■ Exercise ■
Reproduce the Kilmory to Whiting Bay walk text below word for word, with nothing added or left out.

■ Provided text ■

Kilmory to Whiting Bay

Looking towards Tighvein

We’re back on Arran to see what a Force 8 gale is like on an island. Answer: impressive if you don’t need the ferry. With a brief respite promised for the first half of the day we decide to do a bit of forestry walking on the south end of Arran on a cycle route marked as “traffic-free” – fortunately it was also cycle and people-free.

Jazz on the forest track

Jazz on the forest track

The walk starts near Kilmory and follows an excellent forest track all the way. The track is much better than the main road around Whiting Bay which looks like the Somme in places. OK so we’ve had a dreadful winter but there are some stretches that are great, so it seems to be North Ayrshire Council being a bit stingy with the roads budget.

■ Recorded information ■
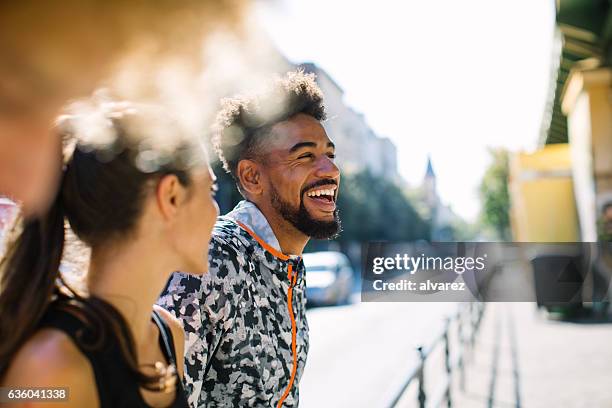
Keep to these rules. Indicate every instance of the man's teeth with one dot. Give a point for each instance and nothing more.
(317, 193)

■ Task answer ■
Kilmory to Whiting Bay

Looking towards Tighvein

We’re back on Arran to see what a Force 8 gale is like on an island. Answer: impressive if you don’t need the ferry. With a brief respite promised for the first half of the day we decide to do a bit of forestry walking on the south end of Arran on a cycle route marked as “traffic-free” – fortunately it was also cycle and people-free.

Jazz on the forest track

Jazz on the forest track

The walk starts near Kilmory and follows an excellent forest track all the way. The track is much better than the main road around Whiting Bay which looks like the Somme in places. OK so we’ve had a dreadful winter but there are some stretches that are great, so it seems to be North Ayrshire Council being a bit stingy with the roads budget.